▸ **Directive**: Reproduce all of the rows below word for word, leaving out the pictures.

(Collected data entries)

+ + + +

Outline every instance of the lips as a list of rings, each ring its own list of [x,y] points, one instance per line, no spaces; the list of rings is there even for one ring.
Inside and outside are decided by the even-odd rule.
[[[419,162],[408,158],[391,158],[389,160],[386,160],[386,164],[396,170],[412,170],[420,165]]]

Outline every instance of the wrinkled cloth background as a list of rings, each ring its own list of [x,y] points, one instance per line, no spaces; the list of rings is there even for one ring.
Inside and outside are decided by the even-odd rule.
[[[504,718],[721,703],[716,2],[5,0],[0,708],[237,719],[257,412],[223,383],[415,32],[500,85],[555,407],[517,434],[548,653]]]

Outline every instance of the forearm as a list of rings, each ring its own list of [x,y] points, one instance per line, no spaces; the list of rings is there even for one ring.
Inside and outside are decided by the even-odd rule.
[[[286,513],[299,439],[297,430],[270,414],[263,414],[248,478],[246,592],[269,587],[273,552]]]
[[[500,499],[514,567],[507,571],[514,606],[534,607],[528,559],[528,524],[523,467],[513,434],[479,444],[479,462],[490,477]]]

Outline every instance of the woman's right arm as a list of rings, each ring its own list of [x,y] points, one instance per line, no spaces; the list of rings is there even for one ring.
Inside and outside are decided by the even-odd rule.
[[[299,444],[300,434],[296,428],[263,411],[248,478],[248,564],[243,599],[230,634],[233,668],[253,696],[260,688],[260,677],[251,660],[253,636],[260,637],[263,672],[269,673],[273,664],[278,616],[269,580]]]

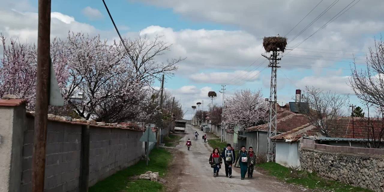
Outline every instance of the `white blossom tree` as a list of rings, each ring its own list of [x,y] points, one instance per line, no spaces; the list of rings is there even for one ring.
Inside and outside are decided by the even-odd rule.
[[[28,101],[27,108],[33,110],[37,63],[36,46],[21,43],[12,38],[8,42],[2,34],[0,38],[3,51],[0,62],[0,96],[12,94],[25,98]],[[51,56],[59,86],[63,89],[66,85],[69,73],[66,56],[58,43],[57,39],[53,41]]]
[[[224,126],[238,126],[244,129],[258,122],[265,121],[268,116],[268,104],[261,89],[252,91],[242,90],[225,98]]]

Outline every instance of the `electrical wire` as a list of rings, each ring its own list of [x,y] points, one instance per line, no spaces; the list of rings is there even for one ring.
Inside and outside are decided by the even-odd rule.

+ + + +

▸ **Task solution**:
Outline every instance of the lips as a list of rings, each ring its own list of [x,y] points, one instance per line, no spaces; the list of rings is there even for one ring.
Inside and outside are decided by the even-odd rule.
[[[419,162],[408,158],[391,158],[389,160],[386,160],[386,164],[396,170],[412,170],[420,165]]]

Outline every instance of the wrinkled cloth background as a list of rings, each ring its own list of [x,y] points, one instance per line, no spaces; the list of rings is there even for one ring.
Inside and outside are decided by the even-odd rule.
[[[504,718],[721,703],[716,2],[5,0],[0,708],[237,719],[257,412],[223,383],[415,32],[500,85],[555,407],[517,434],[548,653]]]

Outline every instance of the forearm as a list of rings, each ring its own list of [x,y] points, one instance per line, no spaces; the list of rings is there even for one ring.
Inside and outside are decided by the even-odd rule.
[[[286,513],[299,439],[297,430],[270,414],[263,414],[248,478],[246,592],[269,587],[273,552]]]
[[[500,499],[514,567],[507,571],[514,606],[534,607],[528,559],[528,524],[523,467],[513,434],[479,444],[479,462],[490,477]]]

Outline every instance of the woman's right arm as a list of rings, each ring its own list of [x,y] points, one instance per line, no spaces; the list of rings is there even for one ring.
Inside and outside are decided by the even-odd rule.
[[[299,444],[300,434],[296,428],[263,411],[248,478],[248,564],[243,599],[230,634],[233,668],[253,696],[260,688],[260,677],[251,660],[253,636],[260,637],[263,672],[269,673],[273,664],[278,616],[269,580]]]

Outline every instance of the `white blossom tree` as a list of rings, each ring its own list of [x,y] points, one instance per line, no spaces; the list of rings is there even for one ring.
Inside and outside are decided by the even-odd rule.
[[[28,101],[27,108],[33,110],[37,63],[36,46],[21,43],[12,38],[8,42],[2,34],[0,38],[3,51],[0,62],[0,96],[12,94],[25,98]],[[51,56],[59,86],[63,89],[66,85],[69,73],[66,56],[58,43],[57,39],[53,41]]]
[[[224,126],[238,126],[244,129],[258,122],[265,121],[268,116],[268,104],[261,89],[252,91],[242,90],[225,98]]]

Outline every instance of the `electrical wire` as a list of rings, each ring its own list of [x,y] points, one instance per line, no spaces; the list of rings is there even for one ring.
Inside and outside are decided by the even-odd rule.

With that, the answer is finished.